Task statement: Return the full book reviews text below, word for word.

Extracted text:
....

The Confessions of Frannie Langton Sara Collins
A bee, a key and a sword – clues on the cover of a strange book which will lead Zachary Rawlins into a labyrinth of stories and to Mirabel and Dorian.
I loved The Night Circus so this was a natural for me when it came out not too long ago (there appears to be no date on my hardback, signed copy and I wonder if this means something??) This is a book to take your time over, to curl on the sofa with the dog at your feet and/or the cat on your lap and fall into this world alongside the curious Zachary. A kind of grownup and highly expanded Alice in Wonderland, with gorgeous writing and – is there a plot? – yes, I think so. One to read again to find all those things you missed the first time. Pure pleasure.
The Starless Sea, Erin Morgenstern
‘…how little we know of other people’s lives, even our own parents. Perhaps especially our own parents.’
Cath Barton’s novella, to be published in Nov 2020, is a sensitive and beautifully written insight into the lives of Ted and Rene. They marry in the ‘frail optimism’ of the 1950s, she to take up the expected role of mother and housewife, he to continue with his career as a ceramics designer in the family firm. Over time, misunderstandings and the inability to talk to each other drive a wide wedge in their marriage. While to everybody else, including their own daughters, the couple appears perfectly devoted to each other, inside it’s a different matter.
I devoured this, both for its humanity and it’s writing.
In the Sweep of the Bay, Cath Barton
‘Our Dragon doesn’t eat the girls he takes …’
How can you not read a book with that opening line? It sets the tone of the world Naomi Novik builds so skilfully, a world where the Dragon – an ageless wizard – has protected Agnieszka’s village from the horrors of the Wood since time out of mind. He has a price however, and that’s for one girl from the village to serve him for ten years. Agnieszka is born in the right, or perhaps wrong, year to be a candidate but all expect him to take Agnieszka’s best friend, the prettier and brave Kasia. When he chooses her, Agnieszka embarks on a new life which is as demanding as it is – in the end – worth all her pain and despair.
A rollicking pace, alive characters and a story to keep your heart in your mouth, I loved Uprooted. And also Novik’s more recent Spinning Silver which makes you wonder what does go on in this author’s head.

....

Detection material:
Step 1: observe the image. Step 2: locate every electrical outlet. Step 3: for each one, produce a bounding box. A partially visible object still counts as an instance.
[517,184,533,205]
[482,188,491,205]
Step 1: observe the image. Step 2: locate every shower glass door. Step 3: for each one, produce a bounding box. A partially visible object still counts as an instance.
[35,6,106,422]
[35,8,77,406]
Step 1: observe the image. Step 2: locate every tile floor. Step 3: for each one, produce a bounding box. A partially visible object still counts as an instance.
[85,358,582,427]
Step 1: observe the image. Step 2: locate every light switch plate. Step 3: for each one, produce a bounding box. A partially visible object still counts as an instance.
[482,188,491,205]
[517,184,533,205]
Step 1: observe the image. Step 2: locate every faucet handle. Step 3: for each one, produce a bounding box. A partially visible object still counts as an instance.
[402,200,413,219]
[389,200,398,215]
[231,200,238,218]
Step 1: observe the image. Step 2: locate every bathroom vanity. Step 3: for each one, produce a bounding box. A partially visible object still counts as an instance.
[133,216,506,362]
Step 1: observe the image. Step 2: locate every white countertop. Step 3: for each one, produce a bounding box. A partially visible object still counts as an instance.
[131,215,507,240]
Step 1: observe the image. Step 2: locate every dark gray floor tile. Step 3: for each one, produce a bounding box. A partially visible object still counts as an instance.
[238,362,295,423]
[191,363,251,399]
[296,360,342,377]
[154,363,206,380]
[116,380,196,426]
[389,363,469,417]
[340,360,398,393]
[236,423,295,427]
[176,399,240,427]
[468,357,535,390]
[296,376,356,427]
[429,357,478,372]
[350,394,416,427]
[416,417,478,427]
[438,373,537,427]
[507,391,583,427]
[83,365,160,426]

....

Exercise output:
The Confessions of Frannie Langton Sara Collins
A bee, a key and a sword – clues on the cover of a strange book which will lead Zachary Rawlins into a labyrinth of stories and to Mirabel and Dorian.
I loved The Night Circus so this was a natural for me when it came out not too long ago (there appears to be no date on my hardback, signed copy and I wonder if this means something??) This is a book to take your time over, to curl on the sofa with the dog at your feet and/or the cat on your lap and fall into this world alongside the curious Zachary. A kind of grownup and highly expanded Alice in Wonderland, with gorgeous writing and – is there a plot? – yes, I think so. One to read again to find all those things you missed the first time. Pure pleasure.
The Starless Sea, Erin Morgenstern
‘…how little we know of other people’s lives, even our own parents. Perhaps especially our own parents.’
Cath Barton’s novella, to be published in Nov 2020, is a sensitive and beautifully written insight into the lives of Ted and Rene. They marry in the ‘frail optimism’ of the 1950s, she to take up the expected role of mother and housewife, he to continue with his career as a ceramics designer in the family firm. Over time, misunderstandings and the inability to talk to each other drive a wide wedge in their marriage. While to everybody else, including their own daughters, the couple appears perfectly devoted to each other, inside it’s a different matter.
I devoured this, both for its humanity and it’s writing.
In the Sweep of the Bay, Cath Barton
‘Our Dragon doesn’t eat the girls he takes …’
How can you not read a book with that opening line? It sets the tone of the world Naomi Novik builds so skilfully, a world where the Dragon – an ageless wizard – has protected Agnieszka’s village from the horrors of the Wood since time out of mind. He has a price however, and that’s for one girl from the village to serve him for ten years. Agnieszka is born in the right, or perhaps wrong, year to be a candidate but all expect him to take Agnieszka’s best friend, the prettier and brave Kasia. When he chooses her, Agnieszka embarks on a new life which is as demanding as it is – in the end – worth all her pain and despair.
A rollicking pace, alive characters and a story to keep your heart in your mouth, I loved Uprooted. And also Novik’s more recent Spinning Silver which makes you wonder what does go on in this author’s head.